▶ Task objective
Locate each line in the data below that contains the string "tiled", and copy those lines.

━━━ Data for this task

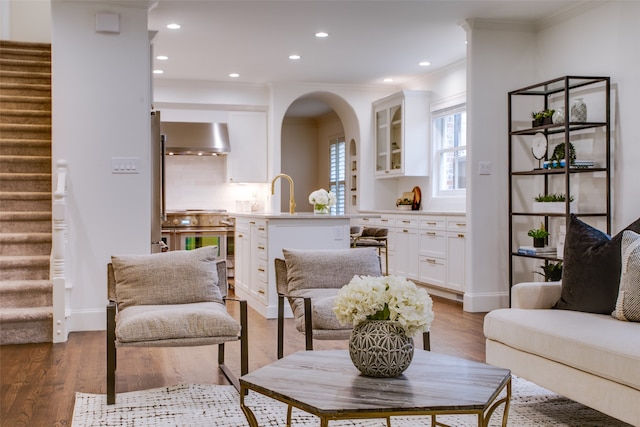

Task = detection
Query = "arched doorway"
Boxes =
[280,92,360,212]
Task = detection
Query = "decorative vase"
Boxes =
[313,205,329,215]
[571,98,587,123]
[551,107,564,125]
[349,320,413,378]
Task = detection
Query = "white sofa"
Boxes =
[484,282,640,426]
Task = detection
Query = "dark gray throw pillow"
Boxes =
[553,214,640,314]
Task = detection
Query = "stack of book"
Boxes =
[571,160,595,168]
[518,246,556,255]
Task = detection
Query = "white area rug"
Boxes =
[72,377,627,427]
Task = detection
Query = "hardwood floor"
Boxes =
[0,297,485,427]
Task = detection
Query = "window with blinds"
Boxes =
[329,136,346,215]
[431,104,467,196]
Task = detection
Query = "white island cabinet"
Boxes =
[231,213,378,319]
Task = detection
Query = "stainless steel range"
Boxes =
[162,210,235,277]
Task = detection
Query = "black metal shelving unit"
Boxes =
[508,76,611,297]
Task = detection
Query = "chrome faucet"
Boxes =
[271,173,296,214]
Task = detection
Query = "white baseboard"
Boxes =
[462,292,509,313]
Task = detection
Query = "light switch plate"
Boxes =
[111,157,140,174]
[478,162,491,175]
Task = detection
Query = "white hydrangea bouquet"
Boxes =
[333,276,434,337]
[309,188,336,212]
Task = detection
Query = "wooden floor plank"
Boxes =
[0,297,485,427]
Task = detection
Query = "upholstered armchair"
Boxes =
[275,248,382,359]
[107,246,249,404]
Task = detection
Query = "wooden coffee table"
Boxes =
[240,350,511,427]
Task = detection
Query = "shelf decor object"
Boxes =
[507,76,612,296]
[571,98,587,123]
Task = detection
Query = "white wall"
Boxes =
[536,1,640,229]
[0,0,51,43]
[464,2,640,311]
[52,1,151,331]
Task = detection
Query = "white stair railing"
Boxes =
[50,160,69,343]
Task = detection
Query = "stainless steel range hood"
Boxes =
[160,122,231,156]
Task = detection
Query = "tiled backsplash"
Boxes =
[165,156,270,212]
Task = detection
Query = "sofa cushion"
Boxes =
[612,230,640,322]
[291,288,351,332]
[116,302,241,343]
[111,246,222,309]
[484,308,640,389]
[282,248,382,293]
[554,214,640,314]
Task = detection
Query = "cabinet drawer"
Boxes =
[376,215,396,228]
[420,216,447,230]
[252,282,267,304]
[256,260,269,284]
[447,217,467,232]
[419,256,447,286]
[256,221,268,238]
[255,238,269,261]
[419,230,447,259]
[396,215,420,228]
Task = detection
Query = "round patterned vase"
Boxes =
[349,320,413,378]
[313,205,329,215]
[571,98,587,123]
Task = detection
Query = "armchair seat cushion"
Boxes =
[116,302,241,343]
[291,288,351,332]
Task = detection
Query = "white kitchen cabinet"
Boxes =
[230,213,351,319]
[249,220,270,304]
[373,90,431,178]
[418,216,447,287]
[390,215,420,280]
[234,218,251,292]
[227,111,268,183]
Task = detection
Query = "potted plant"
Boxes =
[532,193,577,213]
[531,111,544,127]
[527,223,549,248]
[542,110,556,125]
[534,261,562,282]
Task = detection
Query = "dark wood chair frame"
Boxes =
[107,260,249,405]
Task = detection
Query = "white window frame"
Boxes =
[329,135,347,215]
[430,94,469,198]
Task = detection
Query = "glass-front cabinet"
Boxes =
[373,91,430,178]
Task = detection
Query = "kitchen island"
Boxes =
[230,212,371,319]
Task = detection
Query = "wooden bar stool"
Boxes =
[353,227,389,275]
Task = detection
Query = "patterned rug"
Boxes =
[72,377,628,427]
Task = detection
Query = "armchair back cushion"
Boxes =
[282,248,382,293]
[111,246,222,309]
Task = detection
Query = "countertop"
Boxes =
[229,212,380,220]
[360,209,467,217]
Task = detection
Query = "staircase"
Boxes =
[0,40,53,344]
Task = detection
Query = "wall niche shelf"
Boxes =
[507,76,611,296]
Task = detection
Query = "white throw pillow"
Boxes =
[611,230,640,322]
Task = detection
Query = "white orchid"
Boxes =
[333,276,434,337]
[309,188,336,207]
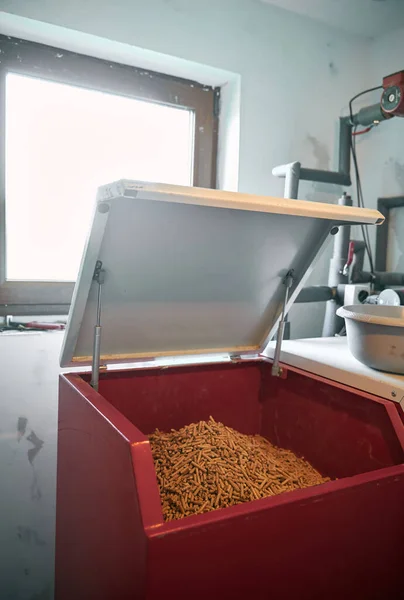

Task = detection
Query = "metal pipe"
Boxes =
[300,167,351,186]
[338,117,352,180]
[322,193,352,337]
[295,285,336,304]
[272,162,301,199]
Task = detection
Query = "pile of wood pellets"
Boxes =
[149,417,329,521]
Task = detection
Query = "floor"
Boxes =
[0,332,63,600]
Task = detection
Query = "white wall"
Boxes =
[0,0,376,600]
[360,29,404,272]
[0,0,368,337]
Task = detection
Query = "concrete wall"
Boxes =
[0,0,378,600]
[360,29,404,272]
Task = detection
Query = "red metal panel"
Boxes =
[147,466,404,600]
[55,376,156,600]
[56,363,404,600]
[100,363,261,434]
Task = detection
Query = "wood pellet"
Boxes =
[149,417,329,521]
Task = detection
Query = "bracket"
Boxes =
[271,269,295,377]
[91,260,105,392]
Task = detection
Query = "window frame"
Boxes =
[0,35,220,316]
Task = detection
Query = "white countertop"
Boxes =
[265,337,404,408]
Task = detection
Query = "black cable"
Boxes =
[349,85,383,125]
[351,126,374,274]
[349,85,383,275]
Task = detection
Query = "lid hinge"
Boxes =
[271,269,295,377]
[91,260,105,392]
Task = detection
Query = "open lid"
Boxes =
[61,180,383,366]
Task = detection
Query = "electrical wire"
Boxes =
[349,85,383,275]
[351,126,374,275]
[352,125,374,135]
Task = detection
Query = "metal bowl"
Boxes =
[337,304,404,375]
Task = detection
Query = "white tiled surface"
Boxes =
[266,337,404,402]
[0,332,63,600]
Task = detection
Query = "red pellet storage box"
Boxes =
[55,181,404,600]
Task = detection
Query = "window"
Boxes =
[0,36,219,315]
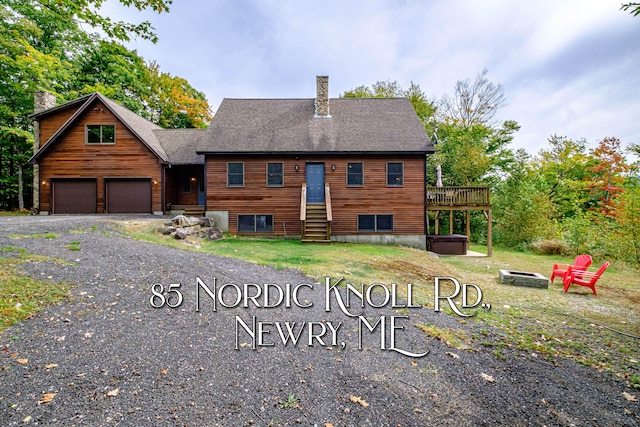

━━━━━━

▶ Exercise answer
Query = "tiled backsplash"
Query = "white tiled surface"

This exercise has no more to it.